▶ Data for analysis
+++

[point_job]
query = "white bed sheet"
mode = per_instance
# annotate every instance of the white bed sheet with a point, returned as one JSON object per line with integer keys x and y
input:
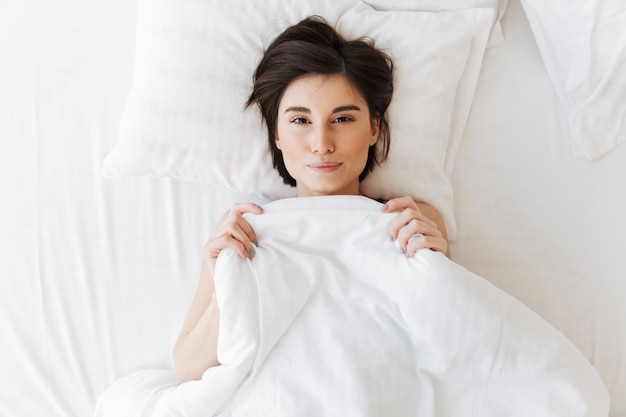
{"x": 96, "y": 276}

+++

▶ What is expected
Make an exact copy of every record, pictures excluded.

▶ Answer for this exercise
[point_job]
query = "white bed sheet"
mode = per_instance
# annotate every instance of the white bed sheet with a point, returned as one JSON object per line with integer keys x and y
input:
{"x": 96, "y": 276}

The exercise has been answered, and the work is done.